— Passage shown —

■ ■ ■ ■

Baffling performance issue on most NVidia GPUs with simple transformers + pytorch code

Hi all

I am hoping that someone can help me get to the bottom of a perplexing performance problem that I’ve discovered while benchmarking language model inference using transformers + pytorch 2.0.0.

I was testing float16 inference on pytorch.bin format models, as well as 4bit quantisation with GPTQ. I don’t own an NV GPU myself, so I was using a cloud GPU provider (Runpod) with a 4090.

Long story short, I posted my benchmarks for float16 and int4 benchmarks, thinking they were fine. Someone told me that the performance seemed much too low. So I did some more digging and wrote this little test script:

import time
import torch
from transformers import AutoTokenizer,AutoModelForCausalLM

pretrained_model_dir = "facebook/opt-125m"

tokenizer = AutoTokenizer.from_pretrained(pretrained_model_dir, use_fast=True)
print("Loading model")

■ ■ ■ ■

— Record extracts —
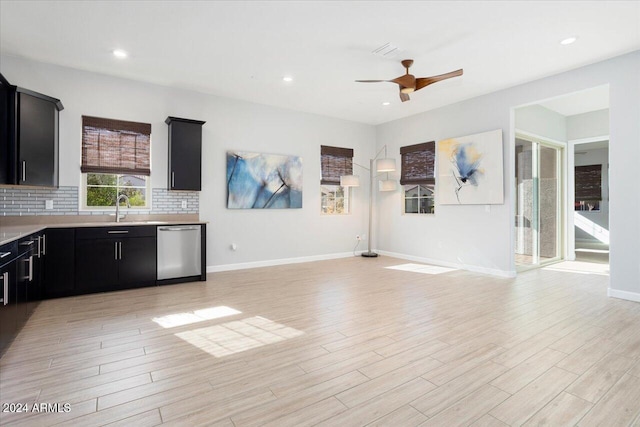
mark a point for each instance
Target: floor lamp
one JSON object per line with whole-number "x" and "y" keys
{"x": 382, "y": 165}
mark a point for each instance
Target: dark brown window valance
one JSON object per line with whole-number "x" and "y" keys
{"x": 418, "y": 164}
{"x": 115, "y": 146}
{"x": 588, "y": 183}
{"x": 335, "y": 162}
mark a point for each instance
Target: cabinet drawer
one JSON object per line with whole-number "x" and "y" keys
{"x": 116, "y": 232}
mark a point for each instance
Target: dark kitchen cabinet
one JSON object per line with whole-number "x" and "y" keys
{"x": 8, "y": 308}
{"x": 185, "y": 154}
{"x": 113, "y": 258}
{"x": 58, "y": 247}
{"x": 29, "y": 137}
{"x": 27, "y": 276}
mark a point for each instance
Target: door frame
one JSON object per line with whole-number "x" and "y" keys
{"x": 563, "y": 212}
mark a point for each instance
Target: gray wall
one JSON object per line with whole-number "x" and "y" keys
{"x": 483, "y": 237}
{"x": 260, "y": 235}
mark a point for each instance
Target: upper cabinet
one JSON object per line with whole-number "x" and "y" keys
{"x": 29, "y": 137}
{"x": 185, "y": 154}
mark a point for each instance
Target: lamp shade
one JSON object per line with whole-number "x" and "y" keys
{"x": 387, "y": 185}
{"x": 386, "y": 165}
{"x": 350, "y": 181}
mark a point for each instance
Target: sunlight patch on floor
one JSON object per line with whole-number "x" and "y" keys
{"x": 421, "y": 268}
{"x": 187, "y": 318}
{"x": 580, "y": 267}
{"x": 238, "y": 336}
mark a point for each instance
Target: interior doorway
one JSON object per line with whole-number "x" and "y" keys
{"x": 539, "y": 202}
{"x": 591, "y": 201}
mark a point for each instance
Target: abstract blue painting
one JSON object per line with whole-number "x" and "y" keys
{"x": 263, "y": 181}
{"x": 470, "y": 170}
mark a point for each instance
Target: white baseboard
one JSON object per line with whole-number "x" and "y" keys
{"x": 282, "y": 261}
{"x": 629, "y": 296}
{"x": 473, "y": 268}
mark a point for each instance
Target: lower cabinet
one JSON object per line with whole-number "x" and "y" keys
{"x": 59, "y": 262}
{"x": 113, "y": 258}
{"x": 8, "y": 309}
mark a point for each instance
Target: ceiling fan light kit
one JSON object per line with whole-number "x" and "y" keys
{"x": 408, "y": 83}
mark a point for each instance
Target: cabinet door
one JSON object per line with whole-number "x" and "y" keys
{"x": 24, "y": 277}
{"x": 185, "y": 152}
{"x": 37, "y": 141}
{"x": 8, "y": 310}
{"x": 58, "y": 254}
{"x": 96, "y": 265}
{"x": 138, "y": 262}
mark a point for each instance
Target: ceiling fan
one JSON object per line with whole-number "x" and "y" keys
{"x": 409, "y": 83}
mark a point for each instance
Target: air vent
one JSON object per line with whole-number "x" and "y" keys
{"x": 387, "y": 50}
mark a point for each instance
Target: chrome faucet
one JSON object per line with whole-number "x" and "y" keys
{"x": 120, "y": 197}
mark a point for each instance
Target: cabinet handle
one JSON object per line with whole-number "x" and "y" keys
{"x": 5, "y": 282}
{"x": 31, "y": 268}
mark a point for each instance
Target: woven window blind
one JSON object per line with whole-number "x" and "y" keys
{"x": 588, "y": 182}
{"x": 418, "y": 164}
{"x": 115, "y": 146}
{"x": 335, "y": 162}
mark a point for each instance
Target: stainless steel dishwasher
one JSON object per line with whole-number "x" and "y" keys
{"x": 179, "y": 252}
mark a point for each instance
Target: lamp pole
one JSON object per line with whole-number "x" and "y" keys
{"x": 369, "y": 253}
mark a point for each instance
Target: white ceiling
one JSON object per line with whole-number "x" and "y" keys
{"x": 593, "y": 99}
{"x": 243, "y": 49}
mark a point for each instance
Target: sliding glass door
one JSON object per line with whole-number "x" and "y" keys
{"x": 538, "y": 202}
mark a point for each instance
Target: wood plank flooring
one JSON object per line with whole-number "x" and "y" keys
{"x": 346, "y": 342}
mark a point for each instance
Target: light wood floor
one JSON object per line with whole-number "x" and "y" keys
{"x": 334, "y": 343}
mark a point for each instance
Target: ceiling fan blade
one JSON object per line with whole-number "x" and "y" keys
{"x": 426, "y": 81}
{"x": 407, "y": 80}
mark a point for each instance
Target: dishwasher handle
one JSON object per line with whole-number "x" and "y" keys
{"x": 195, "y": 227}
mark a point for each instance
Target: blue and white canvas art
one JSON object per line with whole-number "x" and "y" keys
{"x": 263, "y": 181}
{"x": 470, "y": 170}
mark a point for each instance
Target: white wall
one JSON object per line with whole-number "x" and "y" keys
{"x": 260, "y": 235}
{"x": 537, "y": 120}
{"x": 588, "y": 125}
{"x": 471, "y": 236}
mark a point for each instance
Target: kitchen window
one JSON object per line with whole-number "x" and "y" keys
{"x": 116, "y": 159}
{"x": 417, "y": 178}
{"x": 335, "y": 162}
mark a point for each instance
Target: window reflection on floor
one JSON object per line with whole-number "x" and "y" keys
{"x": 187, "y": 318}
{"x": 421, "y": 268}
{"x": 238, "y": 336}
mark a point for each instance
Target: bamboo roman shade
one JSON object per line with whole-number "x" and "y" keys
{"x": 418, "y": 164}
{"x": 115, "y": 146}
{"x": 588, "y": 183}
{"x": 336, "y": 162}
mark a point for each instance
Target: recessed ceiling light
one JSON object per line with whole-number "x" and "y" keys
{"x": 119, "y": 53}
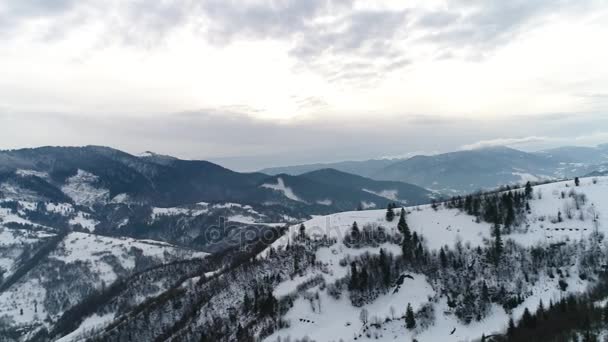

■ ■ ■ ■

— Tasks —
1. In the post about GPU performance, can you copy everything from "I was testing" down to "with a 4090."?
2. Can you condense the paragraph of the GPU performance post that begins "I was testing float16 inference" into a short list that keeps its main facts?

— Responses to the tasks —
1.
I was testing float16 inference on pytorch.bin format models, as well as 4bit quantisation with GPTQ. I don’t own an NV GPU myself, so I was using a cloud GPU provider (Runpod) with a 4090.

2.
- Tested float16 inference on pytorch.bin format models
- Tested 4bit quantization with GPTQ
- Used a 4090 from the cloud GPU provider Runpod because no NV GPU was owned